» Given instruction A
List each distinct line number of test.cpp that the GCC warnings in the printf warnings passage below refer to.
» Given instruction B
Please copy the printf warnings passage word for word, from "test.cpp: In function" up to and including "tells a lot.".
» Given instruction C
Extend the printf warnings passage, picking up after its final sentence.

Now, with the complete source, it is clear.

You declared:

int size;

Then you used:

std::printf("current last: %d sieve size: %ld\n", answer, size);
std::printf("Limit: %d Answer: %d sieve size: %ld\n", limit, answer, size);

If size is int, you should use "%d", not "%ld". A good compiler would have warned you about this. GCC gives these warnings for your original version:

test.cpp: In function ‘int main(int, char* const*)’:
test.cpp:17: warning: converting to ‘long long unsigned int’ from ‘double’
test.cpp:30: warning: format ‘%d’ expects type ‘int’, but argument 2 has type ‘long long unsigned int’
test.cpp:34: warning: format ‘%d’ expects type ‘int’, but argument 2 has type ‘long long unsigned int’
test.cpp:34: warning: format ‘%ld’ expects type ‘long int’, but argument 3 has type ‘int’
test.cpp:36: warning: format ‘%d’ expects type ‘int’, but argument 3 has type ‘long long int’
test.cpp:45: warning: format ‘%d’ expects type ‘int’, but argument 2 has type ‘long long unsigned int’
test.cpp:45: warning: format ‘%d’ expects type ‘int’, but argument 3 has type ‘long long unsigned int’
test.cpp:45: warning: format ‘%ld’ expects type ‘long int’, but argument 4 has type ‘int’

This tells a lot.

» Recorded information
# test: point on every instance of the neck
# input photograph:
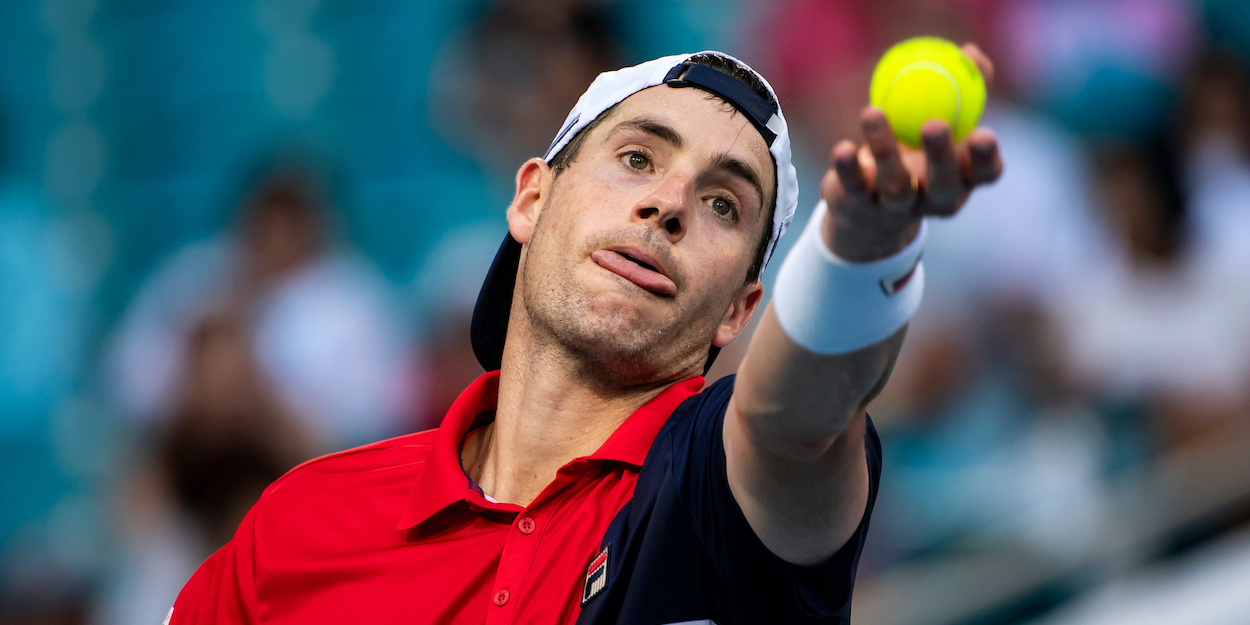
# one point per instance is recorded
(548, 414)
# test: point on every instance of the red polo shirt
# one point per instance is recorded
(396, 533)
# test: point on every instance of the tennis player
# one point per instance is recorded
(589, 476)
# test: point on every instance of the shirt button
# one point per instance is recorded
(526, 525)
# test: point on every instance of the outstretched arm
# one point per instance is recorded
(794, 430)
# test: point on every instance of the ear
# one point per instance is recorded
(533, 183)
(739, 313)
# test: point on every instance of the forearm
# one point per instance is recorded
(795, 401)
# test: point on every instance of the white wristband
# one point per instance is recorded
(829, 305)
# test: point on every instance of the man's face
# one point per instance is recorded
(636, 253)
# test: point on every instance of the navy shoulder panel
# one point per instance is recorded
(681, 550)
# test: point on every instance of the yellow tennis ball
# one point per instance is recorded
(926, 78)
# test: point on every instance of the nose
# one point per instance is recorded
(668, 206)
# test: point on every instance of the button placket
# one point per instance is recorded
(526, 525)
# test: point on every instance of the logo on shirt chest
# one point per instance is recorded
(596, 576)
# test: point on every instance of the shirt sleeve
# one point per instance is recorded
(223, 590)
(756, 579)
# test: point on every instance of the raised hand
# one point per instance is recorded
(879, 191)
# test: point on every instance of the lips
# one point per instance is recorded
(635, 270)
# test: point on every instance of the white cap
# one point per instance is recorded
(489, 326)
(613, 86)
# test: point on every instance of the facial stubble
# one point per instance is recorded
(605, 338)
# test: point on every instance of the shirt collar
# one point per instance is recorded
(441, 483)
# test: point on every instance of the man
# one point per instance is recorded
(589, 480)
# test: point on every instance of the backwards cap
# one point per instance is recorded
(490, 315)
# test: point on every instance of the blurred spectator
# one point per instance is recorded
(506, 85)
(1160, 323)
(229, 439)
(1214, 126)
(320, 320)
(1106, 68)
(445, 293)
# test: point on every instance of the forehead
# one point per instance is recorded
(706, 123)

» Answer A
17, 30, 34, 36, 45

» Answer B
test.cpp: In function ‘int main(int, char* const*)’:
test.cpp:17: warning: converting to ‘long long unsigned int’ from ‘double’
test.cpp:30: warning: format ‘%d’ expects type ‘int’, but argument 2 has type ‘long long unsigned int’
test.cpp:34: warning: format ‘%d’ expects type ‘int’, but argument 2 has type ‘long long unsigned int’
test.cpp:34: warning: format ‘%ld’ expects type ‘long int’, but argument 3 has type ‘int’
test.cpp:36: warning: format ‘%d’ expects type ‘int’, but argument 3 has type ‘long long int’
test.cpp:45: warning: format ‘%d’ expects type ‘int’, but argument 2 has type ‘long long unsigned int’
test.cpp:45: warning: format ‘%d’ expects type ‘int’, but argument 3 has type ‘long long unsigned int’
test.cpp:45: warning: format ‘%ld’ expects type ‘long int’, but argument 4 has type ‘int’

This tells a lot.

» Answer C
You should declare size as:

std::vector<long long>::size_type size;

Then you should use it as:

std::printf("current last: %llu sieve size: %llu\n", (unsigned long long) answer, (unsigned long long) size);
std::printf("Limit: %llu Answer: %llu sieve size: %llu\n", (unsigned long long) limit, (unsigned long long) answer, (unsigned long long) size);

Of course, using iostream avoids you these problems, specially the ugly casting in printf() to transform size to a type known to printf.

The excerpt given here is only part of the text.